QUOTED TEXT:
** Start **

Tell me if you have heard this sermon before around this time of year:  “Jesus was God, in very nature God, completely God and Jesus came to save the world and reassert God’s reign over it.  He was a King!  But Jesus didn’t do it like any other King would do it.  Instead he chose to be born of a lowly virgin Mary who came from the wrong side of the wrong town.  He wasn’t born in a palace but a barn (or a cave) and God announced it not to elites but to lowly shepherds.  After all shepherds were the laughing stock of the 1st century Middle East.  They were lowly nobodies.  They were worthless to society and to make it worse these shepherds seemed to be working the night shift.  Yet God thought them so important that angels sang to them of the newly arrived Baby King.”

I like that sermon.  I have preached it myself a time or two and for the most part it holds up.  But some time in the last year I began actually reading and studying about shepherds and not just the cultural context of shepherding in the 1st century middle east, but about shepherds in the entire Bible.

To be sure, shepherds in the 1st century were not popular or revered.  However, in the Jewish society being a Shepherd was actually a high honor because King David was a shepherd and King David taught us that God is a shepherd (read all the Psalms).  For those of you unfamiliar with David’s biography, David didn’t convert from shepherd to King.  He wasn’t a shepherd who suddenly decided being a shepherd was bad and then chose to be a King.  Instead David took his shepherding role with him to the monarchy.  He was always a shepherd, a shepherd King.  This reality profoundly impacted how Israel viewed God’s kingship over us.  God is our shepherd King.

So during this time of year when we read and sing about angels going to shepherds, the point may not be that God could have sent angels to kings but went to lowly shepherds instead.  To the Jewish ear, trained in the Hebrew scriptures, God did send the angels to kings, the true kings, the shepherds.  The angels and shepherds are not God doing a new thing.  It is God doing that same old thing God did throughout the entire Old Testament, going to the true salt of the earth, the meek who work hard with their own hands and live quiet but profound lives.

** End **

DATA EXTRACT:
** Start **

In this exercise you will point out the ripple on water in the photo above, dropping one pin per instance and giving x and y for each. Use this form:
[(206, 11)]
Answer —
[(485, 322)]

** End **
** Start **

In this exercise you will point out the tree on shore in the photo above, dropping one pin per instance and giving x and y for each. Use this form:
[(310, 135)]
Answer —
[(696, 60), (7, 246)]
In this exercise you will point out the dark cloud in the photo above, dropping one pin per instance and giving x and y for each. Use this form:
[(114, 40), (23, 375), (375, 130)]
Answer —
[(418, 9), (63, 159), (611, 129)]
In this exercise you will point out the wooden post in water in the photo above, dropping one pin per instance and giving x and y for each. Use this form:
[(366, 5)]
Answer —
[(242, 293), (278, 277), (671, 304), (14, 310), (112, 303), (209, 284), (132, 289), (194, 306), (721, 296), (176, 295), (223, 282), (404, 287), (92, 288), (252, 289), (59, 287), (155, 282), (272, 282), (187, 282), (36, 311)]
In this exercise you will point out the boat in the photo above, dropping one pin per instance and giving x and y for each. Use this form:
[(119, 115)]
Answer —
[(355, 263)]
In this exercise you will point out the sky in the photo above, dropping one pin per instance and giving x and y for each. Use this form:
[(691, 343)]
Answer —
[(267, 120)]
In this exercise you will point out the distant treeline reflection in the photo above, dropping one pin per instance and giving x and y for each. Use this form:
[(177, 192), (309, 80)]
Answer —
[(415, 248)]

** End **
** Start **

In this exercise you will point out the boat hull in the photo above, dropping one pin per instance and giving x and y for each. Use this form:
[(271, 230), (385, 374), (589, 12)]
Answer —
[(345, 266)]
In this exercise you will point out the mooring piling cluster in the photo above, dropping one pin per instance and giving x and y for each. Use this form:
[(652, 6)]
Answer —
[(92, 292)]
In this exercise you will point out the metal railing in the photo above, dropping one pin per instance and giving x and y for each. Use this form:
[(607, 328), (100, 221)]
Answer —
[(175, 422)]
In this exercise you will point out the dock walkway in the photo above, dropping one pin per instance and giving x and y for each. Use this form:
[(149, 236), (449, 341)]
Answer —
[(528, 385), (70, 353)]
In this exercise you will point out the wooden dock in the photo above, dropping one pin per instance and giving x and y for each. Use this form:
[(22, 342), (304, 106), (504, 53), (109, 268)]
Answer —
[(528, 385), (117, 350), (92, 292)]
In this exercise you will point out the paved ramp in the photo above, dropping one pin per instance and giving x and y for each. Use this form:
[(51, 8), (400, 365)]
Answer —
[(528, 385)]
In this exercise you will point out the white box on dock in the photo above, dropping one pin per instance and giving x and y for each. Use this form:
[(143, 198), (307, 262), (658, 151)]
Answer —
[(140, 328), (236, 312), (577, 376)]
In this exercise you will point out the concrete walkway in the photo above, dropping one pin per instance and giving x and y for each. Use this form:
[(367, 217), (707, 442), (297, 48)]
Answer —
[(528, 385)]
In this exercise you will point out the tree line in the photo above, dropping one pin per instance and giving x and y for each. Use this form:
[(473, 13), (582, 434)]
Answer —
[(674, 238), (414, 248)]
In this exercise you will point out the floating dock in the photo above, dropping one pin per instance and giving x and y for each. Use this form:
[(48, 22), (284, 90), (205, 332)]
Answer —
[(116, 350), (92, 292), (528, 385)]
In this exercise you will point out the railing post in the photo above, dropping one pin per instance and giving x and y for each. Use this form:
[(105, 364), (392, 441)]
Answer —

** End **

TASK STATEMENT:
According to the text about shepherds, why was being a shepherd a high honor in Jewish society? These lines have no connection to the text about shepherds in the Christmas story.

THE RESULT:
Being a shepherd was a high honor because King David was a shepherd and taught that God is a shepherd.